The tasks -
1. In the inquest ruling passage, reproduce the text from "In the matter" to "Defence, June 1994.", swapping "Ministry of Defence" for "MoD".
2. Answer these questions from the inquest ruling passage:
(a) Who was the secretary of state for defence who issued the pii certificates?
(b) In which city was the betting shop where the robbery took place?
(c) Which judge ruled against the coroner?
3. Condense the paragraph of the inquest ruling passage that opens "In a judgment in relation to the issue of public interest immunity certificates", keeping its main facts.

* Begin Supplied text *

In a judgment in relation to the issue of public interest
immunity certificates (pii) by secretary of state for defence
Malcolm Rifkind to protect soldiers from giving oral evidence,
the Northern Ireland Court of Appeal rebuked Leckey for not
taking the minister's pii certificate sufficiently seriously. The
ministry was shocked when, in the inquest of three men killed by
a special unit, the 14th Intelligence company (tasked like the
RUCs E4A with person to person undercover surveillance), during
a robbery of a betting shop in Belfast, Leckey refused to follow
the normal practice of allowing soldier witnesses to give
evidence by statement rather than having to appear. He also
refused to let them give their evidence behind screens. In ruling
against the coroner, Lord Chief Justice Hutton accepted that open
justice was a very important public interest, and that the
operations of three or four undercover soldiers came very low
down in the national security stakes, but took Leckey to task for
`undervalu[ing] the importance of the Certificate setting out the
views of a Minister of the Crown'. The court directed him to
reconsider the MoD requests to screen the officers and to limit
their evidence.
In the matter of inquests touching the deaths of John McNeill,
Edward Hale and Peter Thompson, R v Coroner for Greater Belfast
ex p Ministry of Defence, June 1994.

* End Supplied text *
* Begin Given information *

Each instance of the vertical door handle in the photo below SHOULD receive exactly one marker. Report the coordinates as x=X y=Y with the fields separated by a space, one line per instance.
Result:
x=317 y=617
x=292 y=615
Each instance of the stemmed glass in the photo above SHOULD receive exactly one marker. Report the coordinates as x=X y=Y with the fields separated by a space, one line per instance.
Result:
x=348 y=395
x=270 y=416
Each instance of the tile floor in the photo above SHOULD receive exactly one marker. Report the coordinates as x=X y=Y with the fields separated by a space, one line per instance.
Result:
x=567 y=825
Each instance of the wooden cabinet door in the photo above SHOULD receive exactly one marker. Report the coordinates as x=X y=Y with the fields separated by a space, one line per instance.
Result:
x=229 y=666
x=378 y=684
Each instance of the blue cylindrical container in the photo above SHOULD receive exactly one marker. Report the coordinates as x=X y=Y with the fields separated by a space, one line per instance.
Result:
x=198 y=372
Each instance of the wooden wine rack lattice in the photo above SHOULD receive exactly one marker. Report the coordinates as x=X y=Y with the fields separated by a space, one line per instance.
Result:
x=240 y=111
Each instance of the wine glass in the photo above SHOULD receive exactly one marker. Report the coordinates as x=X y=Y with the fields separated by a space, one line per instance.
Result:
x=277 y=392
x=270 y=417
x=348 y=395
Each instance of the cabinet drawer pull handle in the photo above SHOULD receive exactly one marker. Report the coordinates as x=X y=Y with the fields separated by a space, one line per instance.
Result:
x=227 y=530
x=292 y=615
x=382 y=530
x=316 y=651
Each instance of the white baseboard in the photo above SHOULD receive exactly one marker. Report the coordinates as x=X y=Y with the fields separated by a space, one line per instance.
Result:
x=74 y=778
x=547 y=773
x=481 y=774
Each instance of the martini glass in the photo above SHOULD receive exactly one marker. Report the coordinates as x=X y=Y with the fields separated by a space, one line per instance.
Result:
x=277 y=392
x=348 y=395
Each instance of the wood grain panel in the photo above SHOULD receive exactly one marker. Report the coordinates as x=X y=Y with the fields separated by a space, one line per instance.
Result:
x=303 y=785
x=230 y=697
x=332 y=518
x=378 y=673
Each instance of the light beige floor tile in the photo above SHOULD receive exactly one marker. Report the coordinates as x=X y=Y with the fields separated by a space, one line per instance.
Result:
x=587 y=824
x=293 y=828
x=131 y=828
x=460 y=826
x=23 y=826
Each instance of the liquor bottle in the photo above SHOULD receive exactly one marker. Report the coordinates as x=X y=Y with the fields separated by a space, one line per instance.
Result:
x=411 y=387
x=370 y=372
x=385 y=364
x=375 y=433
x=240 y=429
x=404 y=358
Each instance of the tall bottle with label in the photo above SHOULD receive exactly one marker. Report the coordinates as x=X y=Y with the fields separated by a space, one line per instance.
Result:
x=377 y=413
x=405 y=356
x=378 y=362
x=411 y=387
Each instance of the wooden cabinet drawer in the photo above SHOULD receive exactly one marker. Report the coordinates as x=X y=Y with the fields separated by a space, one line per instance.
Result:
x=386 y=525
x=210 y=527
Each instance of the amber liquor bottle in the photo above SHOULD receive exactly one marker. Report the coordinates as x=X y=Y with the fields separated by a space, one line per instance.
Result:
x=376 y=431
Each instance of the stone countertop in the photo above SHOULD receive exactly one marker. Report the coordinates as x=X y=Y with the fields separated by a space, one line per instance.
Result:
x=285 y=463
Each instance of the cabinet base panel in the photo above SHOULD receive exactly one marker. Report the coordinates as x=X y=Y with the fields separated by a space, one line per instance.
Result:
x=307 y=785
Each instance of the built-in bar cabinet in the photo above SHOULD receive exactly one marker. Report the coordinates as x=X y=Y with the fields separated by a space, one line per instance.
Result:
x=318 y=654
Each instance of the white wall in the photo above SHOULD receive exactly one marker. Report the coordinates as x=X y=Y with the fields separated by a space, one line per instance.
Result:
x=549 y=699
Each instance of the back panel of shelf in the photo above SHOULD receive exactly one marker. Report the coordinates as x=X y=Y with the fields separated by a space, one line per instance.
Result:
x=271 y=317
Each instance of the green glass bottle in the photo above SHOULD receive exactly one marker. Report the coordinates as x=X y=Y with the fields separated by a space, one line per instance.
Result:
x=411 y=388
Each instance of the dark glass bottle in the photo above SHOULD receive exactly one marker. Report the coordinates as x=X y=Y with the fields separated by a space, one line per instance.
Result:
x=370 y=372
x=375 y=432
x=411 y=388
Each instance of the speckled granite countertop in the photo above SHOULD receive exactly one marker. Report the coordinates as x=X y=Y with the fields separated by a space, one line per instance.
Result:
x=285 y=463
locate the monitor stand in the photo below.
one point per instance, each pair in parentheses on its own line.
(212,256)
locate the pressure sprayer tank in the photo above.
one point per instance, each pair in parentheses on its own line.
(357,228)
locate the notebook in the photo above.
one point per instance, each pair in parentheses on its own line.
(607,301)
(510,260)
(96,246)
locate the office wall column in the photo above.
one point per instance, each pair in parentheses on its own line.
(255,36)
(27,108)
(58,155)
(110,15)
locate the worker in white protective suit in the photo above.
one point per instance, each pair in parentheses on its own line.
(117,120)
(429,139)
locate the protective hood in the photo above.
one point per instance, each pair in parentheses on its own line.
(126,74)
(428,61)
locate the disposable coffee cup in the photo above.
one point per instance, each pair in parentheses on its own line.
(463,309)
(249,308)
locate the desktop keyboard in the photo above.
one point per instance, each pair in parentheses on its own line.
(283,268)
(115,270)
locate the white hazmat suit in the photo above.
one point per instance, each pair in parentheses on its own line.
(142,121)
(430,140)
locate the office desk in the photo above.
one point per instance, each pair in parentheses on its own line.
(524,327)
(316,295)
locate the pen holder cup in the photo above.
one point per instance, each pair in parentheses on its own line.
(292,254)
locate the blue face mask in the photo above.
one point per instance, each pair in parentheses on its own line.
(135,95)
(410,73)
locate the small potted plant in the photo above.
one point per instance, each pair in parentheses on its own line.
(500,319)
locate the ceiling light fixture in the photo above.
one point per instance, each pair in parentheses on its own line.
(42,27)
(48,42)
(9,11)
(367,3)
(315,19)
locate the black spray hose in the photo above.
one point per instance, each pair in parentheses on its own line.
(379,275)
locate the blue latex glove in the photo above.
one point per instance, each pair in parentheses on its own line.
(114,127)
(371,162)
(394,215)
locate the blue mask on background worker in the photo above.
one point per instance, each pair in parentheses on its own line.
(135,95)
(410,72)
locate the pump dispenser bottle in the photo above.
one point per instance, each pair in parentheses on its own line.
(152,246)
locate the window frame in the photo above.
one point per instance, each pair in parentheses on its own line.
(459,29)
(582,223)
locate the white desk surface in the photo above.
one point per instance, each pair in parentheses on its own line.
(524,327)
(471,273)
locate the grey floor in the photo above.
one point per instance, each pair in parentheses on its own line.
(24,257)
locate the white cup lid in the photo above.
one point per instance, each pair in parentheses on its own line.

* End Given information *

Answers provided -
1.
In the matter of inquests touching the deaths of John McNeill,
Edward Hale and Peter Thompson, R v Coroner for Greater Belfast
ex p MoD, June 1994.

2.
(a) Malcolm Rifkind
(b) Belfast
(c) Lord Chief Justice Hutton

3. The Northern Ireland Court of Appeal rebuked coroner Leckey for not taking seriously enough the pii certificate issued by defence secretary Malcolm Rifkind to protect soldiers from giving oral evidence. At the inquest into three men killed by the 14th Intelligence company during a robbery of a Belfast betting shop, Leckey refused to let soldier witnesses give evidence by statement instead of appearing, and he refused to let them testify behind screens. Lord Chief Justice Hutton accepted that open justice was a very important public interest and that the operations of a few undercover soldiers ranked low in national security. However, he faulted Leckey for undervaluing the minister's certificate. The court directed Leckey to reconsider the MoD requests to screen the officers and limit their evidence.